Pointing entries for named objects
## Start

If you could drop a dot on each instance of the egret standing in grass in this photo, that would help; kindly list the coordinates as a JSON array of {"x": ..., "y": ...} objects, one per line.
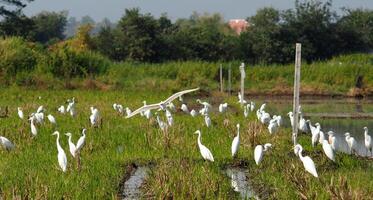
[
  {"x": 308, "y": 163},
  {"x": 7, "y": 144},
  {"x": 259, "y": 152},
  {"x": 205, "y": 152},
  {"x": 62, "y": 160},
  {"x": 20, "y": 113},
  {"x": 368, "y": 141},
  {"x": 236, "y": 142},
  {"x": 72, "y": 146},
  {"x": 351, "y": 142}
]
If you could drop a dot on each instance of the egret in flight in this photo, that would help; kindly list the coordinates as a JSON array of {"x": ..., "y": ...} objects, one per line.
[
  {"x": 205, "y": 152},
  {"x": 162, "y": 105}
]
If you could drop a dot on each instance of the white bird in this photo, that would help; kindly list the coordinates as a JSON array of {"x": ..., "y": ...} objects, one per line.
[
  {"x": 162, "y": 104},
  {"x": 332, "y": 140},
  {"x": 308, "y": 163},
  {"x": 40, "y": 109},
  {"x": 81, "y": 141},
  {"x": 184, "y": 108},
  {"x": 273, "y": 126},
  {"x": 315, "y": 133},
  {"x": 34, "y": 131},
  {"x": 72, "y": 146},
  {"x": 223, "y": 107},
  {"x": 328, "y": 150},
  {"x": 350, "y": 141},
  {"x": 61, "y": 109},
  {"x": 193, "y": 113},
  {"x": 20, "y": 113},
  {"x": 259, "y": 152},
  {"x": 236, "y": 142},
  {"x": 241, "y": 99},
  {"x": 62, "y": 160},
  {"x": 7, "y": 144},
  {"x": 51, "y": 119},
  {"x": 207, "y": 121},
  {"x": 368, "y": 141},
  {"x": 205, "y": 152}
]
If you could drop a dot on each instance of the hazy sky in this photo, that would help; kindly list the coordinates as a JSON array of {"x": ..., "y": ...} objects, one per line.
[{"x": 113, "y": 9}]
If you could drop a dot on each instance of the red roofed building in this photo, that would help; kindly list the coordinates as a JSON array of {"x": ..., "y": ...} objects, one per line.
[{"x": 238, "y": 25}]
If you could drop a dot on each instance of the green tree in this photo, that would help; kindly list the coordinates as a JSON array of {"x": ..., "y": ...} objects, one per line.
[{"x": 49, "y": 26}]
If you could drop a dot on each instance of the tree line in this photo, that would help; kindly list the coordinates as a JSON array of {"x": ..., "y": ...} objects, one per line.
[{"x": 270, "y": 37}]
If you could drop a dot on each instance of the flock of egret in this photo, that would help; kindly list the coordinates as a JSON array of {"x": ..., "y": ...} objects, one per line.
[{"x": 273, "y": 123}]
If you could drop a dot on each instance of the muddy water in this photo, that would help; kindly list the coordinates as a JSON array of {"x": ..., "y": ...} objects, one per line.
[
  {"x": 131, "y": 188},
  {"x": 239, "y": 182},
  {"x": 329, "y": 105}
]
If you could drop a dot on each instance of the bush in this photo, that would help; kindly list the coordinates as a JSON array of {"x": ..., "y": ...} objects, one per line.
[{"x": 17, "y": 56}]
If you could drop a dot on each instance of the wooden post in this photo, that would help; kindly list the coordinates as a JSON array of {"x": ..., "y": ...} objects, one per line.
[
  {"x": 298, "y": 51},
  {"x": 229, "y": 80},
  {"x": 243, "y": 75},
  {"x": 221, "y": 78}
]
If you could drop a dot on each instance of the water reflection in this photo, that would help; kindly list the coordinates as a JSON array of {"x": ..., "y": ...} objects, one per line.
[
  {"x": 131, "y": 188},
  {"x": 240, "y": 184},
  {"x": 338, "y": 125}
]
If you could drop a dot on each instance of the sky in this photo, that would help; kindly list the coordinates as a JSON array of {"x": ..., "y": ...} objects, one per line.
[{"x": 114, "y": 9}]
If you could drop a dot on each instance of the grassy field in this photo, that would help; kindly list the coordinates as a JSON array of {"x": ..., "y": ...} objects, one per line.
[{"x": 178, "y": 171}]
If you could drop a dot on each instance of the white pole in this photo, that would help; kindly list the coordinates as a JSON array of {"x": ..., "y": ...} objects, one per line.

## End

TASK GOAL -
Transcribe every item above word for word, leaving the pictures out of your answer.

OUTPUT -
If you could drop a dot on each instance of the egret standing in grass in this photo, that would help; kindly list the coordinates as a JSON array of {"x": ..., "y": ...} objects, one per line.
[
  {"x": 308, "y": 163},
  {"x": 7, "y": 144},
  {"x": 259, "y": 152},
  {"x": 205, "y": 152},
  {"x": 62, "y": 160},
  {"x": 20, "y": 113},
  {"x": 368, "y": 141},
  {"x": 236, "y": 142},
  {"x": 72, "y": 146},
  {"x": 351, "y": 142}
]
If you could drop a dot on each instance of the egret in flight in this photo, that would help; kindly list the coordinates as a JSON array of {"x": ..., "y": ...} objects, one per line.
[
  {"x": 205, "y": 152},
  {"x": 162, "y": 105}
]
If you could drop a dot on each instance of the white bird in this photo, that would help; kindly list the coordinates as a JSON array of {"x": ..., "y": ...} objects, one per line.
[
  {"x": 162, "y": 104},
  {"x": 332, "y": 140},
  {"x": 308, "y": 163},
  {"x": 40, "y": 109},
  {"x": 81, "y": 141},
  {"x": 184, "y": 108},
  {"x": 273, "y": 126},
  {"x": 315, "y": 133},
  {"x": 34, "y": 131},
  {"x": 72, "y": 146},
  {"x": 223, "y": 107},
  {"x": 328, "y": 150},
  {"x": 350, "y": 141},
  {"x": 61, "y": 109},
  {"x": 193, "y": 113},
  {"x": 20, "y": 113},
  {"x": 259, "y": 152},
  {"x": 236, "y": 142},
  {"x": 241, "y": 99},
  {"x": 62, "y": 160},
  {"x": 7, "y": 144},
  {"x": 51, "y": 119},
  {"x": 207, "y": 121},
  {"x": 368, "y": 141},
  {"x": 205, "y": 152}
]
If you could drop a dot on each instance of the hazy sky in this photo, that would help; kindly list the coordinates as a JSON array of {"x": ..., "y": ...} objects, one per line.
[{"x": 113, "y": 9}]
If you could drop a dot on each instance of the red roofed building in this photo, that would help; kindly list the coordinates as a JSON array of {"x": ..., "y": ...} objects, one per line.
[{"x": 238, "y": 25}]
If you could drop a dot on each instance of the green tree in this photo, that would help; kindly list the coordinates as a JSON array of {"x": ..., "y": ...} objects, one per line.
[{"x": 49, "y": 26}]
If you could drop a dot on each instance of the tree line in this photo, that would help; kindly list the coordinates as a JSON array of {"x": ..., "y": ...} objects, one per line.
[{"x": 270, "y": 37}]
If you could drop a dot on each instance of the flock of egret in this photo, that would help; kindly list the coordinates as a JSON array of {"x": ..., "y": ...} objects, one per line.
[{"x": 273, "y": 123}]
If you could drop a dot on each instance of the muddy water in this photo, that would help; kindly list the coordinates as a JSON array of {"x": ..., "y": ...} objects, one per line.
[
  {"x": 131, "y": 188},
  {"x": 239, "y": 182},
  {"x": 329, "y": 105}
]
If you could drop a dot on each instance of the bush in this photo, that would help; kindly list the coordinates as a JSON array of {"x": ..., "y": ...} objects, one per line.
[{"x": 17, "y": 56}]
If you could drop a dot on each instance of the wooden post in this photo, that would help; kindly list the coordinates as a JSON array of {"x": ..., "y": ...} objects, one per line.
[
  {"x": 298, "y": 51},
  {"x": 229, "y": 80},
  {"x": 243, "y": 75},
  {"x": 221, "y": 78}
]
If you could drop a dot on each instance of the water reflection in this photo, that would help; kindly list the coordinates as a JSON array of {"x": ..., "y": ...} objects, one per line.
[
  {"x": 131, "y": 188},
  {"x": 240, "y": 184},
  {"x": 338, "y": 125}
]
If you could drop a dot on each instance of the sky in this photo, that would help; kindly list the coordinates as a JSON array of {"x": ..., "y": ...} objects, one per line.
[{"x": 114, "y": 9}]
If you could drop a dot on each instance of the grassy field in this photo, that would help; kindly list the coordinates as a JSON array of {"x": ..., "y": ...} objects, one per line.
[{"x": 178, "y": 171}]
If you could drop a dot on each instance of the white pole in this photo, that would help; kindly list the coordinates as a JSON array of {"x": ..., "y": ...} objects, one per line.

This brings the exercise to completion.